[Given exercise 1]
Find every line in the rows that contains the word "orange" and copy each of those lines.

[Excerpt]
# Why evangelicals should stop evangelizing



## ClayPot (Jul 24, 2011)

No, I don't think that. That's ridiculous. That's what the writer suggests here:

My Take: Why evangelicals should stop evangelizing – CNN Belief Blog - CNN.com Blogs

His point seems to be that we can make "a disciple of Jesus" without having them convert to Christianity. He obviously doesn't understand the exclusivity of Jesus' teachings about God, man, salvation, etc. A person doesn't become a disciple of Jesus without becoming a Christian. So many clear misunderstandings of the person and work of Jesus.

He says, "Even the Apostle Paul insisted that it’s faith in Jesus that matters, not converting to a new religion or a new socio-religious identity."

But faith in the true Jesus separates you from every religion except Christianity.

He says, "Jesus the uniter of humanity, not Jesus the divider. How might that change the way we look at others?"

Jesus did come to bring eternal peace through reconciliation with God and he did break the divide between Jew and Gentile. But Jesus himself says in Matthew 10:34-36, " 34 “Do not suppose that I have come to bring peace to the earth. I did not come to bring peace, but a sword. 35 For I have come to turn

“‘a man against his father,
a daughter against her mother,
a daughter-in-law against her mother-in-law—
36 a man’s enemies will be the members of his own household.’"

[Given exercise 2]
From the forum thread about evangelizing, copy the passage starting with "No, I don't" and going on through "religion except Christianity.".

[Data supplied]

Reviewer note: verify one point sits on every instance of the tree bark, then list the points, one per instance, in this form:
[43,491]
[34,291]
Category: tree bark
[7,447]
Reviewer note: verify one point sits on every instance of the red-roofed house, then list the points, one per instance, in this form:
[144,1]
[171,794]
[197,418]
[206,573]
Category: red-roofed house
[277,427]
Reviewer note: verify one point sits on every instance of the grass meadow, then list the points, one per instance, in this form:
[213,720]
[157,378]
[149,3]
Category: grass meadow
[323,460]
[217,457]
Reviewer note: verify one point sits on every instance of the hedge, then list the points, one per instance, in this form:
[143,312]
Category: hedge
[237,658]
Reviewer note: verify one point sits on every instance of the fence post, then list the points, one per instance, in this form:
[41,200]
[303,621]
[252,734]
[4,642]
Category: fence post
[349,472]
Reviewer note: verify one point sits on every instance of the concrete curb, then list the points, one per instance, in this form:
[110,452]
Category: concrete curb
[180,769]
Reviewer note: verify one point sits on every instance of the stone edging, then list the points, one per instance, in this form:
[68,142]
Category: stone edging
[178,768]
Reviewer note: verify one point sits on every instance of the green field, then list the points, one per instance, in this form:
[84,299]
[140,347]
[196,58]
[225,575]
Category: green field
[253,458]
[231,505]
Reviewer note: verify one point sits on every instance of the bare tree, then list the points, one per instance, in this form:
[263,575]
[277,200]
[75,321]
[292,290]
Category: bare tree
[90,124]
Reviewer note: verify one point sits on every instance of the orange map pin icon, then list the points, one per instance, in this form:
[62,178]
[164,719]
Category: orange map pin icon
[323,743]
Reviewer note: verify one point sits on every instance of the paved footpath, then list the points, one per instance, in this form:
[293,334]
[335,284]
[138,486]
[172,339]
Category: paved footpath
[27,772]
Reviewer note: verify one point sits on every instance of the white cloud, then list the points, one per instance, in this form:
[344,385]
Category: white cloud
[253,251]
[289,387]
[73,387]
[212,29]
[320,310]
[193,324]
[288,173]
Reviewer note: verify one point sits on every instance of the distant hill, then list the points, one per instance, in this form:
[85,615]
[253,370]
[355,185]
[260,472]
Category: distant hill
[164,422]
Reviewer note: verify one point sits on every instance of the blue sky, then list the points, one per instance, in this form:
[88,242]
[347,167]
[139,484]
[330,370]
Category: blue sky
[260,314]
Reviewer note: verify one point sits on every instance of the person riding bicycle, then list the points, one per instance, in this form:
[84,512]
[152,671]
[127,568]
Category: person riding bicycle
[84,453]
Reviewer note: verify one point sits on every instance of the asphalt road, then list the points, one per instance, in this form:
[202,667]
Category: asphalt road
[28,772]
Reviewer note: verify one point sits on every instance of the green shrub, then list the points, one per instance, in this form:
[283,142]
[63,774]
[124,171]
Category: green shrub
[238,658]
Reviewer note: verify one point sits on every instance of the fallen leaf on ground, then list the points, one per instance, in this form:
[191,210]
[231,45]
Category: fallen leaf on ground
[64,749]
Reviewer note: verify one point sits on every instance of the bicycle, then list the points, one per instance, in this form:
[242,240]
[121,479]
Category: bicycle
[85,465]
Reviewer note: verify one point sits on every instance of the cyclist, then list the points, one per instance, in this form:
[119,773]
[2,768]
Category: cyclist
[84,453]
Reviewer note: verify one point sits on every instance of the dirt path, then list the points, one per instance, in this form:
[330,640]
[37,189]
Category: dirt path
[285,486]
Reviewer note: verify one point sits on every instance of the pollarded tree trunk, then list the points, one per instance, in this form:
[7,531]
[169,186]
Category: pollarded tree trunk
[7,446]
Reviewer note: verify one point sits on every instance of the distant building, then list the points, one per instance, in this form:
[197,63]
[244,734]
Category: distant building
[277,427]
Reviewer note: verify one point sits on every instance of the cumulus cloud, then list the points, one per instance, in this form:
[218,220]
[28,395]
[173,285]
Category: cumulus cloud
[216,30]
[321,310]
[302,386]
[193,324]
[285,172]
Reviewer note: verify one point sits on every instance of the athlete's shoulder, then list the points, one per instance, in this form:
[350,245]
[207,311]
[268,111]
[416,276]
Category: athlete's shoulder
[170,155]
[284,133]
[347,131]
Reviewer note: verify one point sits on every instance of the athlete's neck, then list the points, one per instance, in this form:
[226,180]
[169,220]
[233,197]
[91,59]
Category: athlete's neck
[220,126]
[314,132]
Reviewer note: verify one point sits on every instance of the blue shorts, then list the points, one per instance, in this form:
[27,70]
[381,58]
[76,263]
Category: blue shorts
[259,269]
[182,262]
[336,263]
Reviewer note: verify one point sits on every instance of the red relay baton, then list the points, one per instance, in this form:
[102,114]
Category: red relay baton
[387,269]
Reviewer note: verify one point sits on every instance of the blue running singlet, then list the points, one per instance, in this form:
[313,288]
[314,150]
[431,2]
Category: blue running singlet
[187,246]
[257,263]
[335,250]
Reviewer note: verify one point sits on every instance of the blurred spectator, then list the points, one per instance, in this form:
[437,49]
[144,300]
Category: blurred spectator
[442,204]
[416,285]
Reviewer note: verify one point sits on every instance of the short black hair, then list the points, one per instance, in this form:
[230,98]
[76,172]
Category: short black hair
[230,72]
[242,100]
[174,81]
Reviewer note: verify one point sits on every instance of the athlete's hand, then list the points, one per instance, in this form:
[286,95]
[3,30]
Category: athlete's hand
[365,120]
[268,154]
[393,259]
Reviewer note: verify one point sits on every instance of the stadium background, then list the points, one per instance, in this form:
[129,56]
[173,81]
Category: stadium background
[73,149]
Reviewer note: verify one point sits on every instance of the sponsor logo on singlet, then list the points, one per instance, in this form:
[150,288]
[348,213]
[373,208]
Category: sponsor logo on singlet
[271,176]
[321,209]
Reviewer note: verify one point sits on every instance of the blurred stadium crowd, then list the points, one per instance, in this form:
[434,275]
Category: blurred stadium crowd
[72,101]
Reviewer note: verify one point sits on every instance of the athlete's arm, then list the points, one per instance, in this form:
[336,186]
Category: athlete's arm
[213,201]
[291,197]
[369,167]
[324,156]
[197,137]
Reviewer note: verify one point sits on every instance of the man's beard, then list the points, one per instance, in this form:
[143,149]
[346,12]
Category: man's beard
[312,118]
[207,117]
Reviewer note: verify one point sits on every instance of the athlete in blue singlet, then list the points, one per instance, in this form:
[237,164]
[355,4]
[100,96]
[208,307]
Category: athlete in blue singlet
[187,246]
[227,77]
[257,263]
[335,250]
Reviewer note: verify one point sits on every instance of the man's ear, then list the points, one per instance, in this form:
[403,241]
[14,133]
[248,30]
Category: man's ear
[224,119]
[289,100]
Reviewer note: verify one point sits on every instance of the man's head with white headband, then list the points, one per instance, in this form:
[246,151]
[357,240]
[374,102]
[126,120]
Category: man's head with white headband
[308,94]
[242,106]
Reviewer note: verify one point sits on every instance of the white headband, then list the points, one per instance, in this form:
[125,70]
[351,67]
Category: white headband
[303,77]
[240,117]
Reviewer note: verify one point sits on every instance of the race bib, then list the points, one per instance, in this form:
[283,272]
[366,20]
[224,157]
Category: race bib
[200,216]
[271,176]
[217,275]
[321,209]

---

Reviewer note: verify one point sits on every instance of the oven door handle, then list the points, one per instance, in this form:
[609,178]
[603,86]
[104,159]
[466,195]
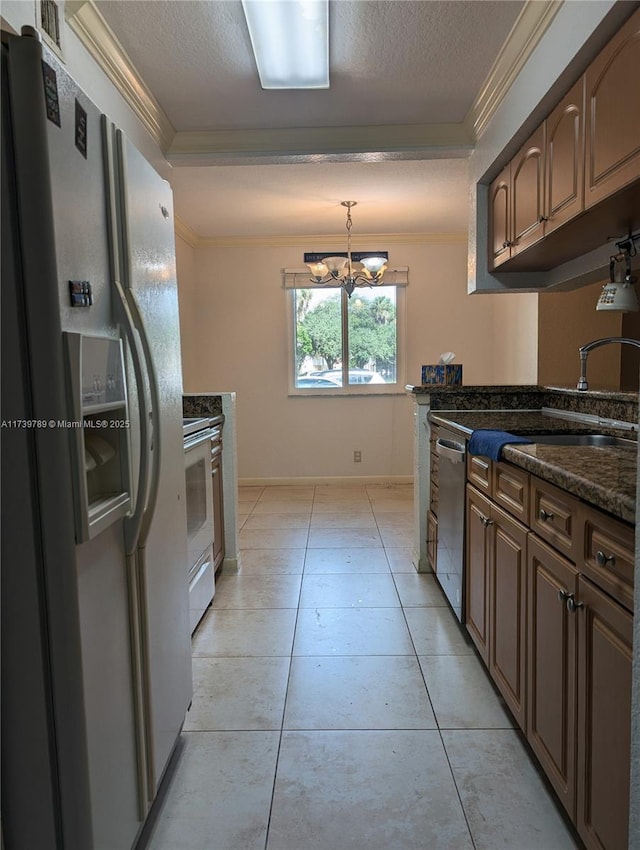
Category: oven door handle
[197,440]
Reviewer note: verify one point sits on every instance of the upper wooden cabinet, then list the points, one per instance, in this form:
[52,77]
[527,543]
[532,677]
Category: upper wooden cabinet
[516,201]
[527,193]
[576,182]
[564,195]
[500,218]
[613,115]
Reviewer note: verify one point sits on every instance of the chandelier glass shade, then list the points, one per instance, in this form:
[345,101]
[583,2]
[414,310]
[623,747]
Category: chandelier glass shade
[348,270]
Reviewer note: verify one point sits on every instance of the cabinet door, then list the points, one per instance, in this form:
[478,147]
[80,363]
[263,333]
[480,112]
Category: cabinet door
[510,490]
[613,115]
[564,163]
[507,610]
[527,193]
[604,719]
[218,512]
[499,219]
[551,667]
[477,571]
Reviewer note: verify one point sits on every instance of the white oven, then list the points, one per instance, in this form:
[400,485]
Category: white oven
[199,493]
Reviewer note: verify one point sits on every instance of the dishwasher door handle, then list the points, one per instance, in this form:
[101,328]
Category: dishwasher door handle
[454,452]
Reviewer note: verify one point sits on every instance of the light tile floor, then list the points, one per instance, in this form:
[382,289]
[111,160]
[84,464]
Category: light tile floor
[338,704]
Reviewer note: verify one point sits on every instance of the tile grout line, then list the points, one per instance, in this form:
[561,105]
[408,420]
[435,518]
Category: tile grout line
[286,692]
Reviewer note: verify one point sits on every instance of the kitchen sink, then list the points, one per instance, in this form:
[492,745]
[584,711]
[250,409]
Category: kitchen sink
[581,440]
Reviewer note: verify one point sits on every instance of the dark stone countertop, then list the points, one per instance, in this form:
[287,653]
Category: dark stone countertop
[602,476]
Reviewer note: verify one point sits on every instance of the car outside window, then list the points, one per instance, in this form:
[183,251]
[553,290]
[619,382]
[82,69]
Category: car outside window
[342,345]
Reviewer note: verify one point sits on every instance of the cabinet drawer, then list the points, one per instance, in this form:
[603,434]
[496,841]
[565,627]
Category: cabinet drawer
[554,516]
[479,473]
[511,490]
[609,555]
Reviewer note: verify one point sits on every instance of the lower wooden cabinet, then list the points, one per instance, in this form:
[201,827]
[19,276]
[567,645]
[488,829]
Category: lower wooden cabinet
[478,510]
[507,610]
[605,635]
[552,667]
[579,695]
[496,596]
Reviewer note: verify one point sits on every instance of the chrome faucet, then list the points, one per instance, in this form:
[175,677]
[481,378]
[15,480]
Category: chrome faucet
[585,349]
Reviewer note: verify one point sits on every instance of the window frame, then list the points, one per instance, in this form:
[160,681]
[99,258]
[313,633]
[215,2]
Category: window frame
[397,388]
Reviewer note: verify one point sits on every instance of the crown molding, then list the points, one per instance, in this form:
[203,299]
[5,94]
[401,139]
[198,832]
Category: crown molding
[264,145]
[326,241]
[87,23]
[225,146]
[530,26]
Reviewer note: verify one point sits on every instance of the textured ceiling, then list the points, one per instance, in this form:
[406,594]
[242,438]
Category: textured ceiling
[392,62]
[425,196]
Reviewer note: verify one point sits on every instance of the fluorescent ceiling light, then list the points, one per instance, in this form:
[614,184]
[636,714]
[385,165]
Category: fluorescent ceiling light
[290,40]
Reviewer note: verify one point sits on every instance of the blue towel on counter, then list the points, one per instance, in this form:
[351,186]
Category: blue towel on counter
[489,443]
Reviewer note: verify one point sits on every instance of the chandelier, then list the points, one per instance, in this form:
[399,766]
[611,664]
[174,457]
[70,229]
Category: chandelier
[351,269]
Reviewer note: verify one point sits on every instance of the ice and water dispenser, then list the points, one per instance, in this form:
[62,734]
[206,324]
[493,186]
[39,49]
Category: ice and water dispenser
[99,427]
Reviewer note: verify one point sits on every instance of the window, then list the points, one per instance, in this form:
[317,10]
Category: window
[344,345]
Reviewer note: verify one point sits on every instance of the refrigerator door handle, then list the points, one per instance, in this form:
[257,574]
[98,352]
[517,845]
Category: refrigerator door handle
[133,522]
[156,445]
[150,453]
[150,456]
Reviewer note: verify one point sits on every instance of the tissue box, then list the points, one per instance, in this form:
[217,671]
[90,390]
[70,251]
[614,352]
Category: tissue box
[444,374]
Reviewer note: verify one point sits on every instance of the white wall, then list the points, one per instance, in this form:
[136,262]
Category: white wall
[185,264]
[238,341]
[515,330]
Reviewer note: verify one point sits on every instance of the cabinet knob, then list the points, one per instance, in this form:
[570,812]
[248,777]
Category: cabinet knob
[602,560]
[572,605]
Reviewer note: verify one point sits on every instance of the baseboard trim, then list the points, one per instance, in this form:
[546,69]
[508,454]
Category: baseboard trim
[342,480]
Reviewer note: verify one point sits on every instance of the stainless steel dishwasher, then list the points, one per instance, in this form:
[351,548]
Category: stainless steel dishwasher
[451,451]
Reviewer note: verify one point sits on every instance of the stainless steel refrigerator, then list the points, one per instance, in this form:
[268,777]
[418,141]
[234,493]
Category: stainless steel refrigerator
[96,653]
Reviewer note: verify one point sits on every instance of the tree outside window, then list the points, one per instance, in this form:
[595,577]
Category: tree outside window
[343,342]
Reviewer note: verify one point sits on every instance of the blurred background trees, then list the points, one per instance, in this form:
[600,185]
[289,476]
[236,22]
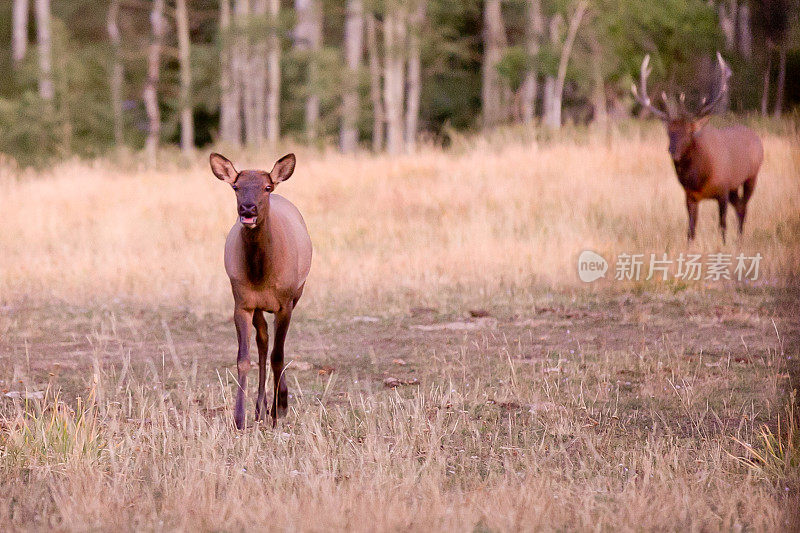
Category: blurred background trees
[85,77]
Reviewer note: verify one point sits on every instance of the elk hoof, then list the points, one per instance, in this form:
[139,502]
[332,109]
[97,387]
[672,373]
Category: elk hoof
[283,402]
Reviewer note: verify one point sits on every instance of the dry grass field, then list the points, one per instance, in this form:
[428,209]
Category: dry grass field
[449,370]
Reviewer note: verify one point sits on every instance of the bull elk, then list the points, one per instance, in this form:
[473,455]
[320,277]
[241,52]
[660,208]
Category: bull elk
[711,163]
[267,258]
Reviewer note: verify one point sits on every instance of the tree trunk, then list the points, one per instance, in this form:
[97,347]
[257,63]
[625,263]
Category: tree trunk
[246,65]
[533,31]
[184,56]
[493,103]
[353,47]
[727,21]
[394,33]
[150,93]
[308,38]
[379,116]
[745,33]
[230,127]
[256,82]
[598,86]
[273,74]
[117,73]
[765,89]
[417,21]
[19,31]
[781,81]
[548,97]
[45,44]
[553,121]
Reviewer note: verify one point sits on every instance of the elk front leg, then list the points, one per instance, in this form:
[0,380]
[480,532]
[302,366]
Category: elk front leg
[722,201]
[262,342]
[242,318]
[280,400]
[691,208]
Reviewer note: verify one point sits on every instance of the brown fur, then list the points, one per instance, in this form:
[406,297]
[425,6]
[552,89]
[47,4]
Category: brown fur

[Full answer 1]
Reviewer note: verify one point sits on every instance of the orange map pin icon, then list the points, one per instance, in this form:
Category: orange map pin icon

[Full answer 2]
No, I don't think that. That's ridiculous. That's what the writer suggests here:

My Take: Why evangelicals should stop evangelizing – CNN Belief Blog - CNN.com Blogs

His point seems to be that we can make "a disciple of Jesus" without having them convert to Christianity. He obviously doesn't understand the exclusivity of Jesus' teachings about God, man, salvation, etc. A person doesn't become a disciple of Jesus without becoming a Christian. So many clear misunderstandings of the person and work of Jesus.

He says, "Even the Apostle Paul insisted that it’s faith in Jesus that matters, not converting to a new religion or a new socio-religious identity."

But faith in the true Jesus separates you from every religion except Christianity.